### Assignment
With the string "above" as the filter, copy each matching line from the records.

### The records
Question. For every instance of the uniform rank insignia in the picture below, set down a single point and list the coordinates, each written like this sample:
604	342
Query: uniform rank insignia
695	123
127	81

--

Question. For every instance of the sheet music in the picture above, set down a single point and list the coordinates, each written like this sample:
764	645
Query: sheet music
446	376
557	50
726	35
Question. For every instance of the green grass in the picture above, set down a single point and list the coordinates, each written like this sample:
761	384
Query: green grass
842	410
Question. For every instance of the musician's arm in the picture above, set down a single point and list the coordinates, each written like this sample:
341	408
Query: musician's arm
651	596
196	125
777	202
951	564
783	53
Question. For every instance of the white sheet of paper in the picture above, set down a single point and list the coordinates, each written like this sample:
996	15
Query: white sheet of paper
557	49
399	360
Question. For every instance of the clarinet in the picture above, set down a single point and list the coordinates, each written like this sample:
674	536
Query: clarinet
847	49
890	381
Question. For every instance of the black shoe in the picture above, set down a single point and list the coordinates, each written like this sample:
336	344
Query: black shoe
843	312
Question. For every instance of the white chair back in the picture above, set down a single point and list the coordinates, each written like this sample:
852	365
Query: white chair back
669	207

### Final answer
Question. For every instance of the sheet music in the picture above, set down a single point and list the coordinates, each written like this sample:
Question. For every instance of the green grass in the picture above, set down a single point and list the coordinates, each written like this sample:
Question. For every instance of the musician's arm in the picture above, set down a single point and list the coordinates, each written like this sample:
Question. For every instance of the white sheet of paper in the picture above, set down a single point and list the coordinates, each written like this sample:
Question. For every instance of the clarinet in the picture above, set down a single point and list the coordinates, each written like this sample:
Question. For every instance of the black shoe in the picture above, set down a single point and list the coordinates, each written like this sample:
Question. For every instance of the white chair back in the picture above, set down a single point and list the coordinates, each written like this sample:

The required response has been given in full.